Dataset excerpts on object pointing:
┄┄┄┄┄┄┄┄┄┄┄┄┄┄┄┄┄┄┄┄

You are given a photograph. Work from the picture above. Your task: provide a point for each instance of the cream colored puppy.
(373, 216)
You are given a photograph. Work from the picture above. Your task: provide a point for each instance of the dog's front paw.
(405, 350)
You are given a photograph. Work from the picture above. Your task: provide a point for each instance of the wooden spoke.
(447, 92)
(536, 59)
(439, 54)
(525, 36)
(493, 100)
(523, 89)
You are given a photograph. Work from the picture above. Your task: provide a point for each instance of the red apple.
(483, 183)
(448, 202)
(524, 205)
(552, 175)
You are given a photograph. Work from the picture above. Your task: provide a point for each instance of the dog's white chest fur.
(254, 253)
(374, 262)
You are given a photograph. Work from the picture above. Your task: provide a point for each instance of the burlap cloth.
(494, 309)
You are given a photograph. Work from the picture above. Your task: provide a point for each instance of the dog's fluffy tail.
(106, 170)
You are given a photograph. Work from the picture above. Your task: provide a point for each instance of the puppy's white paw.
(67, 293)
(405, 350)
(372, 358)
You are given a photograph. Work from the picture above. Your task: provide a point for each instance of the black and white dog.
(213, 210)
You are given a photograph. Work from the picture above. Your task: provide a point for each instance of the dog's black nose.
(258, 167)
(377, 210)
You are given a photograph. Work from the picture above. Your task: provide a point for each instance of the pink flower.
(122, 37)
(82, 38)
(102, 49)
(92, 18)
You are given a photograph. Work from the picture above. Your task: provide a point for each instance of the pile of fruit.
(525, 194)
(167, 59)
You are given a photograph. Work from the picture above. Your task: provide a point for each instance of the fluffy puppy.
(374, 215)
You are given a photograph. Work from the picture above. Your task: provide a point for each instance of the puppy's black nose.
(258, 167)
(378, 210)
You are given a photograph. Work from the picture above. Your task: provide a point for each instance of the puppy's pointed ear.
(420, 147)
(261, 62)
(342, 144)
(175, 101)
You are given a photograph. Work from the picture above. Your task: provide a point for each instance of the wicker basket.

┄┄┄┄┄┄┄┄┄┄┄┄┄┄┄┄┄┄┄┄

Task to carry out :: Turn all the rows above into a numbered list with one line per item, and leave out any blank lines.

Complete answer ::
1. You are given a photograph. Work from the picture above. Your task: provide a point for each instance of the cream colored puppy.
2. (373, 216)
3. You are given a photograph. Work from the picture above. Your task: provide a point for each instance of the dog's front paw.
4. (405, 350)
5. You are given a photograph. Work from the picture above. Your task: provide a point for each instance of the wooden spoke.
6. (447, 92)
7. (536, 59)
8. (439, 54)
9. (525, 36)
10. (493, 100)
11. (523, 89)
12. You are given a photograph. Work from the picture above. Your task: provide a point for each instance of the red apple.
13. (483, 183)
14. (448, 202)
15. (524, 205)
16. (552, 175)
17. You are given a photograph. Work from the picture above. Your task: provide a point for each instance of the dog's white chest fur.
18. (254, 253)
19. (374, 262)
20. You are given a photograph. Work from the picture above. Your task: provide a point for each instance of the burlap cloth.
21. (494, 309)
22. You are given a photograph. Work from the picture above. Your task: provide a point for each instance of the dog's fluffy tail.
23. (106, 170)
24. You are given a photograph. Work from the picture above. Your task: provide a point for each instance of the puppy's white paw.
25. (67, 293)
26. (405, 350)
27. (372, 358)
28. You are given a photograph. Work from the picture above. Your task: provide a point for each instance of the black and white dog.
29. (213, 210)
30. You are given a photograph. Work from the picture above. Your task: provide a point for each instance of the dog's black nose.
31. (258, 167)
32. (377, 210)
33. You are given a photograph. Work from the picture above. Your task: provide a point for each instance of the pink flower.
34. (122, 37)
35. (82, 38)
36. (102, 49)
37. (92, 18)
38. You are given a photograph. Work from the picture above. Your task: provide a point for each instance of the pile of fruit.
39. (525, 194)
40. (167, 59)
41. You are given a photograph. Work from the picture above. Your task: provide a point for each instance of the fluffy puppy.
42. (374, 215)
43. You are given a photograph. Work from the picture above. Your task: provide a point for each instance of the puppy's black nose.
44. (258, 167)
45. (378, 210)
46. You are given a photograph. Work from the picture above. Your task: provide a point for each instance of the puppy's pointed ear.
47. (420, 147)
48. (261, 62)
49. (342, 144)
50. (175, 101)
51. You are given a photograph. Work from the picture above. Your task: provide a point for each instance of the wicker basket.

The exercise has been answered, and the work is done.